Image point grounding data
◇ ◇ ◇ ◇ ◇

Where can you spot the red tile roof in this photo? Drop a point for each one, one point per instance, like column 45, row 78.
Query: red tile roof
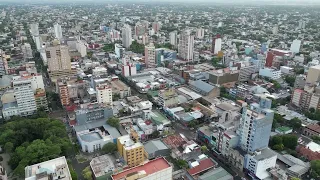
column 203, row 165
column 150, row 168
column 314, row 127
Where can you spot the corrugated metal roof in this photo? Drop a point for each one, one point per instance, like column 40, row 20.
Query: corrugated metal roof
column 203, row 86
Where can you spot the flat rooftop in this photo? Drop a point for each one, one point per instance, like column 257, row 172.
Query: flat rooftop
column 149, row 167
column 102, row 165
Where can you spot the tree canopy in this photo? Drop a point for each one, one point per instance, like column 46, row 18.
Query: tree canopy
column 114, row 122
column 315, row 169
column 109, row 148
column 31, row 141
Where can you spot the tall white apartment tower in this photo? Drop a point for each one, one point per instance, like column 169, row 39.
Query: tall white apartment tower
column 186, row 45
column 24, row 96
column 104, row 94
column 34, row 29
column 126, row 36
column 173, row 38
column 200, row 33
column 58, row 31
column 150, row 55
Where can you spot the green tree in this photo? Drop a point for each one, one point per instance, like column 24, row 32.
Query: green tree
column 295, row 123
column 290, row 141
column 278, row 147
column 290, row 80
column 87, row 173
column 204, row 149
column 8, row 147
column 114, row 122
column 109, row 148
column 315, row 169
column 155, row 134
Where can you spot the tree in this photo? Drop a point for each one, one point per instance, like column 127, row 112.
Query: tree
column 204, row 149
column 109, row 148
column 155, row 134
column 8, row 147
column 295, row 123
column 32, row 141
column 87, row 173
column 114, row 122
column 315, row 169
column 290, row 80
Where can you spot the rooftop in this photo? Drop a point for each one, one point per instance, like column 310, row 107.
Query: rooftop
column 52, row 167
column 149, row 167
column 102, row 165
column 216, row 174
column 203, row 165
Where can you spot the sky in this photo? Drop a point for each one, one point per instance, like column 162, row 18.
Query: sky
column 190, row 1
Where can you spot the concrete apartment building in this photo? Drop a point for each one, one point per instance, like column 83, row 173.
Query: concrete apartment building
column 52, row 169
column 313, row 75
column 186, row 45
column 126, row 36
column 24, row 96
column 131, row 150
column 150, row 55
column 224, row 77
column 255, row 125
column 92, row 112
column 155, row 169
column 104, row 94
column 59, row 61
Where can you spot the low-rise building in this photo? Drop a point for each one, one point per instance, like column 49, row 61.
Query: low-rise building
column 131, row 150
column 104, row 166
column 52, row 169
column 312, row 130
column 270, row 73
column 94, row 139
column 93, row 112
column 156, row 148
column 155, row 169
column 205, row 89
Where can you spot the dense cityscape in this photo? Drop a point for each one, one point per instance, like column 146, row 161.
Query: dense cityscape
column 159, row 90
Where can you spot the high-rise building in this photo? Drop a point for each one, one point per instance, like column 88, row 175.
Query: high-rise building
column 24, row 96
column 295, row 46
column 200, row 33
column 126, row 36
column 150, row 55
column 27, row 51
column 131, row 149
column 156, row 26
column 34, row 29
column 140, row 29
column 119, row 50
column 255, row 125
column 186, row 45
column 173, row 38
column 275, row 30
column 313, row 75
column 58, row 31
column 59, row 61
column 104, row 94
column 82, row 47
column 216, row 44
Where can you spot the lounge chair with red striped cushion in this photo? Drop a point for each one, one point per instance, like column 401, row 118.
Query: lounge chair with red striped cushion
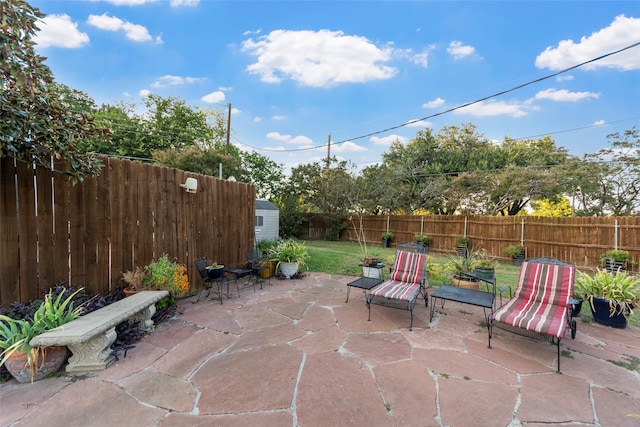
column 408, row 279
column 541, row 303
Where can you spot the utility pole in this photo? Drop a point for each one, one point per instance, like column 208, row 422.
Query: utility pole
column 228, row 128
column 329, row 151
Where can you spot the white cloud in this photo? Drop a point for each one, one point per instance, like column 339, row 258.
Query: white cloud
column 418, row 124
column 134, row 32
column 180, row 3
column 347, row 147
column 129, row 2
column 213, row 97
column 622, row 32
column 388, row 140
column 459, row 51
column 60, row 31
column 170, row 80
column 433, row 104
column 564, row 78
column 300, row 139
column 564, row 95
column 317, row 59
column 494, row 108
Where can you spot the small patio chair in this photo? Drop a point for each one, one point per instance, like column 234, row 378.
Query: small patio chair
column 541, row 305
column 254, row 263
column 407, row 280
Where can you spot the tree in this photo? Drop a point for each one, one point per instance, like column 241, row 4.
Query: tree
column 35, row 125
column 264, row 173
column 611, row 177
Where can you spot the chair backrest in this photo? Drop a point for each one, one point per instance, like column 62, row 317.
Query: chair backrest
column 546, row 280
column 253, row 258
column 412, row 247
column 201, row 265
column 409, row 267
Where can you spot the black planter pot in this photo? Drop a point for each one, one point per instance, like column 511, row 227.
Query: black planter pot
column 576, row 307
column 601, row 314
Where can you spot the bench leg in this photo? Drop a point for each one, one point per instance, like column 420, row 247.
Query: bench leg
column 93, row 355
column 144, row 318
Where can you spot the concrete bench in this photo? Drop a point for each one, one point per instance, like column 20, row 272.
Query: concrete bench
column 90, row 337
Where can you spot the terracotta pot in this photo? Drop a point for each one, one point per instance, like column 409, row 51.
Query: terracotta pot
column 18, row 364
column 267, row 273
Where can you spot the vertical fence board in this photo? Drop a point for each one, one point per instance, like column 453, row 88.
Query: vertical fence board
column 27, row 232
column 46, row 251
column 76, row 234
column 115, row 222
column 9, row 259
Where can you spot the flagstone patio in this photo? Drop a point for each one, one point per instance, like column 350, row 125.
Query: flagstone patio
column 295, row 354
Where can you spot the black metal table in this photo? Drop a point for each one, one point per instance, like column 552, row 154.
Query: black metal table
column 365, row 283
column 465, row 296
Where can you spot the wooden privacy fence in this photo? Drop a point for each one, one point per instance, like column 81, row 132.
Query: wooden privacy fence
column 577, row 240
column 90, row 233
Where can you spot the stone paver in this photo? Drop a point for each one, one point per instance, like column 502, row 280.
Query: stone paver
column 295, row 354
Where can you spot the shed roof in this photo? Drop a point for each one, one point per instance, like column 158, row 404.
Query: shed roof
column 266, row 205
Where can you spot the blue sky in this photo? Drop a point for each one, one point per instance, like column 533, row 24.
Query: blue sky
column 297, row 71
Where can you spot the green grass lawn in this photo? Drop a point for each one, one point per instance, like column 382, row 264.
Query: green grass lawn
column 343, row 258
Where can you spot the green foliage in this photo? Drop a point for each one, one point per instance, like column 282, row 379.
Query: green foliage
column 622, row 290
column 460, row 264
column 617, row 255
column 513, row 251
column 15, row 334
column 423, row 238
column 289, row 251
column 462, row 241
column 36, row 126
column 551, row 208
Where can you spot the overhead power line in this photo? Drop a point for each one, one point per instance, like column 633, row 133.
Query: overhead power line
column 520, row 86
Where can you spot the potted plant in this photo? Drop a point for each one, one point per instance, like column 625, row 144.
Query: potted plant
column 289, row 255
column 458, row 265
column 611, row 297
column 166, row 274
column 516, row 252
column 386, row 238
column 484, row 265
column 462, row 244
column 614, row 260
column 22, row 360
column 423, row 240
column 215, row 270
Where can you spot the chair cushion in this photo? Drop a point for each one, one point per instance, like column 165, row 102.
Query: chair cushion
column 408, row 267
column 394, row 289
column 541, row 299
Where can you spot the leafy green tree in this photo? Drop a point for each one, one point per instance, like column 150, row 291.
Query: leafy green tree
column 264, row 173
column 36, row 126
column 610, row 183
column 550, row 208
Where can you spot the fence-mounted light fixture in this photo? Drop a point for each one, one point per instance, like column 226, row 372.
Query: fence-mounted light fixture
column 190, row 185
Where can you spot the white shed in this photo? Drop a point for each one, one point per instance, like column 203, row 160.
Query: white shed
column 267, row 220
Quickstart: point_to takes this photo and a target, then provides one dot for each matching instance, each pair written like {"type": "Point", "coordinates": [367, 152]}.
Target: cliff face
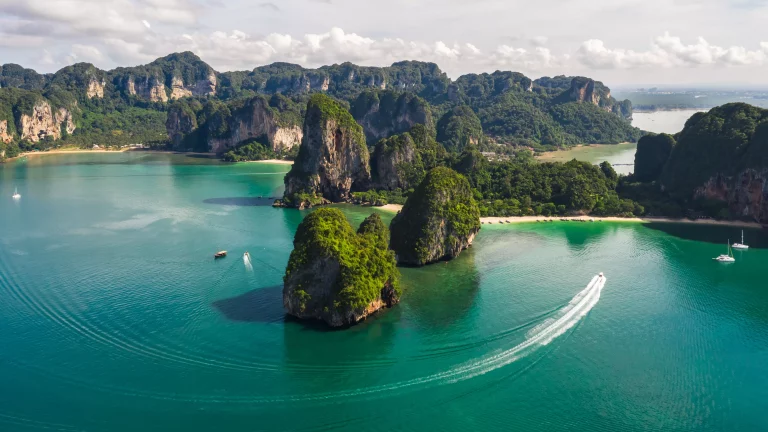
{"type": "Point", "coordinates": [150, 88]}
{"type": "Point", "coordinates": [339, 276]}
{"type": "Point", "coordinates": [386, 113]}
{"type": "Point", "coordinates": [590, 91]}
{"type": "Point", "coordinates": [746, 193]}
{"type": "Point", "coordinates": [722, 155]}
{"type": "Point", "coordinates": [180, 123]}
{"type": "Point", "coordinates": [204, 87]}
{"type": "Point", "coordinates": [388, 159]}
{"type": "Point", "coordinates": [401, 161]}
{"type": "Point", "coordinates": [43, 122]}
{"type": "Point", "coordinates": [439, 220]}
{"type": "Point", "coordinates": [333, 157]}
{"type": "Point", "coordinates": [256, 120]}
{"type": "Point", "coordinates": [5, 136]}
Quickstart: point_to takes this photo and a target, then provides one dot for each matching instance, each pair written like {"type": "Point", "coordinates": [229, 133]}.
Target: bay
{"type": "Point", "coordinates": [115, 317]}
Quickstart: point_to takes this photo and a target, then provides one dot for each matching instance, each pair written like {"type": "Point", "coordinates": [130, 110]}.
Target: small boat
{"type": "Point", "coordinates": [741, 245]}
{"type": "Point", "coordinates": [726, 258]}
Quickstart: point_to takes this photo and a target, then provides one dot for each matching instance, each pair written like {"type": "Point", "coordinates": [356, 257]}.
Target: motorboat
{"type": "Point", "coordinates": [741, 245]}
{"type": "Point", "coordinates": [726, 258]}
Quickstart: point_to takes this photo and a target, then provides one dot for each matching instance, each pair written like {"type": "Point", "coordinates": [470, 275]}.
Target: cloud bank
{"type": "Point", "coordinates": [128, 32]}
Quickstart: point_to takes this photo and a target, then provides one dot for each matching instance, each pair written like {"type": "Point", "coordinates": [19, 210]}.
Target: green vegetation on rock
{"type": "Point", "coordinates": [438, 221]}
{"type": "Point", "coordinates": [337, 275]}
{"type": "Point", "coordinates": [459, 128]}
{"type": "Point", "coordinates": [652, 154]}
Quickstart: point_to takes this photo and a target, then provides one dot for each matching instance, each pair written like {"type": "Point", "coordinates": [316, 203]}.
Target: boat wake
{"type": "Point", "coordinates": [541, 335]}
{"type": "Point", "coordinates": [247, 262]}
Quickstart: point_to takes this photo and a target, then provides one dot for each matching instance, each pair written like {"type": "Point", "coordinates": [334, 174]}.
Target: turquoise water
{"type": "Point", "coordinates": [115, 317]}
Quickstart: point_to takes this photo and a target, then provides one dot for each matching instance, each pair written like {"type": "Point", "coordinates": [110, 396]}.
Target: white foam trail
{"type": "Point", "coordinates": [247, 262]}
{"type": "Point", "coordinates": [541, 335]}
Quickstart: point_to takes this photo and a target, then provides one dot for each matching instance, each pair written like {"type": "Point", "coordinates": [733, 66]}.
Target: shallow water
{"type": "Point", "coordinates": [670, 122]}
{"type": "Point", "coordinates": [115, 317]}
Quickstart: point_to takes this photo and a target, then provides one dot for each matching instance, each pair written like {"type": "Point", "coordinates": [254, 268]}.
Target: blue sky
{"type": "Point", "coordinates": [622, 42]}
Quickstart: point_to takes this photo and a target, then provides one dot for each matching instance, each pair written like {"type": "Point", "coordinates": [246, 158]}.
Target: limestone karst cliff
{"type": "Point", "coordinates": [722, 156]}
{"type": "Point", "coordinates": [339, 276]}
{"type": "Point", "coordinates": [43, 121]}
{"type": "Point", "coordinates": [438, 221]}
{"type": "Point", "coordinates": [383, 114]}
{"type": "Point", "coordinates": [5, 134]}
{"type": "Point", "coordinates": [333, 157]}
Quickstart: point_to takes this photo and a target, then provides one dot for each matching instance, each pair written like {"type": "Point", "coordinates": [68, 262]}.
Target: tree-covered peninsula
{"type": "Point", "coordinates": [439, 220]}
{"type": "Point", "coordinates": [717, 166]}
{"type": "Point", "coordinates": [181, 102]}
{"type": "Point", "coordinates": [337, 275]}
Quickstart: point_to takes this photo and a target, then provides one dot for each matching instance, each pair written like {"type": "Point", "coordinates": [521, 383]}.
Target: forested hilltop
{"type": "Point", "coordinates": [181, 101]}
{"type": "Point", "coordinates": [717, 166]}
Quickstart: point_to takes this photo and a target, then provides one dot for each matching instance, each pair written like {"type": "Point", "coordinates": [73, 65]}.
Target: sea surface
{"type": "Point", "coordinates": [622, 156]}
{"type": "Point", "coordinates": [670, 122]}
{"type": "Point", "coordinates": [114, 316]}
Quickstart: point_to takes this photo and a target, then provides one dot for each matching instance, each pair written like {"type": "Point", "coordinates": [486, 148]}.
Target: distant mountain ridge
{"type": "Point", "coordinates": [131, 104]}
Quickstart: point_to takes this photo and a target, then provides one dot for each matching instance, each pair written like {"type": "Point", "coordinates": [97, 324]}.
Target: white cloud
{"type": "Point", "coordinates": [96, 18]}
{"type": "Point", "coordinates": [669, 51]}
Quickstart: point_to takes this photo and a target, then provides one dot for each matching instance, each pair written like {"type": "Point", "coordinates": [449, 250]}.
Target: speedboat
{"type": "Point", "coordinates": [741, 245]}
{"type": "Point", "coordinates": [726, 258]}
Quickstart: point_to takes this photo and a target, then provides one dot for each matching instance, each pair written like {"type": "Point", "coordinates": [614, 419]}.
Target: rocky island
{"type": "Point", "coordinates": [439, 220]}
{"type": "Point", "coordinates": [338, 275]}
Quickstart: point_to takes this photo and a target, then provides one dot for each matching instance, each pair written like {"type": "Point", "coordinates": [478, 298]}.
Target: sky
{"type": "Point", "coordinates": [621, 42]}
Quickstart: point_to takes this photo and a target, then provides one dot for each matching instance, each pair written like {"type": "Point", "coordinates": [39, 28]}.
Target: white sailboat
{"type": "Point", "coordinates": [726, 258]}
{"type": "Point", "coordinates": [741, 245]}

◇ ◇ ◇ ◇ ◇

Set down only the lines above that fall between the line holding "Query: blue sky" and the line holding "Where can you spot the potted", inclusive, keeping each exact.

Output:
Query: blue sky
column 297, row 71
Where can you spot the green grass lawn in this photo? Drop a point for each one, one point per instance, like column 382, row 264.
Query: green grass lawn
column 343, row 258
Where can you spot the green foliage in this photo? Drop a point for each one, one point per instance, like column 282, row 379.
Query: green foliage
column 622, row 290
column 460, row 264
column 617, row 255
column 513, row 251
column 15, row 334
column 423, row 238
column 289, row 251
column 462, row 241
column 36, row 126
column 551, row 208
Where can you spot the overhead power line in this photo? Drop a point for each one, one point per instance, like column 633, row 133.
Query: overhead power line
column 520, row 86
Where can you spot the potted plant in this photo? Drop a point for each one, one point per instance, like column 625, row 144.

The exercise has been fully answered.